= 与えられた課題 1 =
仮釈放についての文章にある次の一文を英語に訳すこと:「これらのことから,環境の調査調整が円滑に,しかも,綿密・積極的に行なわれていることがうかがわれる。」
= 与えられた課題 2 =
仮釈放についての文章のうち、「II-84表 環境調査調整事件の受理状況(昭和36〜40年)」に始まり「れていることがうかがわれる。」に終わる部分を書き直すこと。その際、「環境調査調整」を「生活環境調整」に置き換える。
= 与えられた課題 3 =
仮釈放についての文章を、途切れたところから先へ書き継いでください。

= 出典抜粋 =
II-84表 環境調査調整事件の受理状況(昭和36〜40年)

II-85表 環境調査調整報告と環境追報告状況(昭和36〜40年)

II-86表 地方更生保護委員会からの環境調査調整委嘱受理状況(昭和36〜40年)

 これらのことから,環境の調査調整が円滑に,しかも,綿密・積極的に行なわれていることがうかがわれる。

(二) 仮釈放の決定の状況

 仮釈放のうち,仮出場は保護観察との結びつきもなく,その人員もきわめて少ないので,ここでは省略し,仮出獄,婦人補導院仮退院および少年院仮退院の決定状況をみることにする。ただし,少年関係の仮釈放(少年院仮退院ほか)の詳細については,第三編第三章六「少年の仮釈放および保護観察」においてのべる。

(1) 仮出獄

(イ) 仮出獄許否の決定
 最近五年間の仮出獄許否決定の状況をみると,II-87表のとおりで,決定の人員は,累年減少しているにもかかわらず,棄却・不許可の人員は漸増し,したがって,棄却・不許可率も累年増加している。

II-87表 仮出獄許否の決定状況(昭和36〜40年)

= 表示情報 =

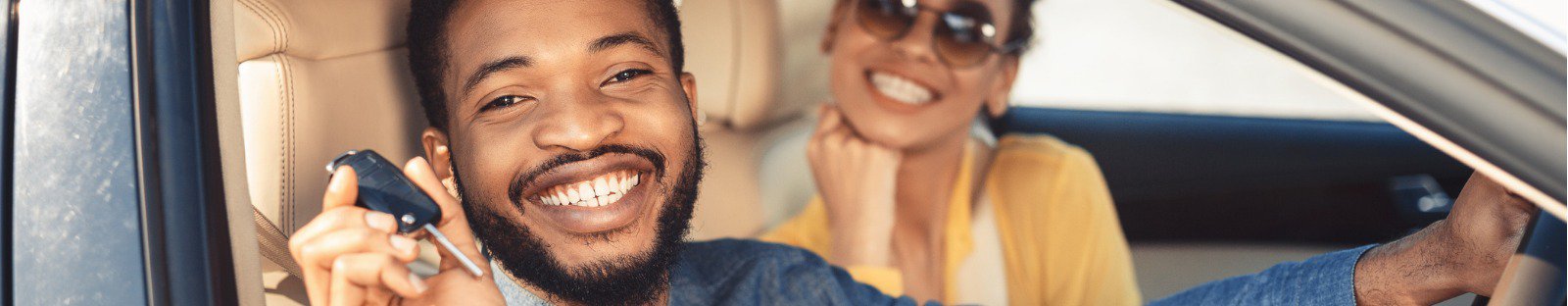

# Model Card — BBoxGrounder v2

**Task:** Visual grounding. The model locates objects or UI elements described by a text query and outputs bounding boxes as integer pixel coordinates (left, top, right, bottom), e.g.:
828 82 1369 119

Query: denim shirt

= 記述回答 1 =
From these facts, it can be seen that the investigation and adjustment of environments are being carried out smoothly, and moreover thoroughly and proactively.

= 記述回答 2 =
II-84表 生活環境調整事件の受理状況(昭和36〜40年)

II-85表 生活環境調整報告と環境追報告状況(昭和36〜40年)

II-86表 地方更生保護委員会からの生活環境調整委嘱受理状況(昭和36〜40年)

 これらのことから,環境の調査調整が円滑に,しかも,綿密・積極的に行なわれていることがうかがわれる。

= 記述回答 3 =
 このように,仮出獄不相当として棄却・不許可になった者が増加していることは,審理の対象となる者のうち,再犯の危険性の強い者や更生を甚だしく困難ならしめる諸条件をもった者が少なくなく,これらに対する審理がきわめて慎重厳正に行なわれているためであろう。
 昭和三九年の仮出獄許否の決定状況を罪名別にみると,II-88表のとおりで,特別法犯の棄知・不許可率に,二八・五%で刑法犯の一三・五%の二倍以上の高率を示している。刑法犯で棄却・不許可率の高いのは,脅迫三四・〇%,とばく二一・〇%,強盗強かん二〇・〇%,住居侵入二〇・〇%,傷害一七・一%,殺人一六・一%,恐かつ一五・二%,放火一五・一%,わいせつ一四・九%の順であり,逆に低いのは,偽造六・九%,傷害致死七・一%,横領八・〇%,強かん九・六%,単純強盗一〇・八%,賍物一一・二%,強盗致死傷一二・三%,詐欺一二・九%の順となっている。特別法犯では,覚せい剤取締法違反三六・八%,麻薬取締法違反三二・〇%の棄却・不許可率がとくに高い。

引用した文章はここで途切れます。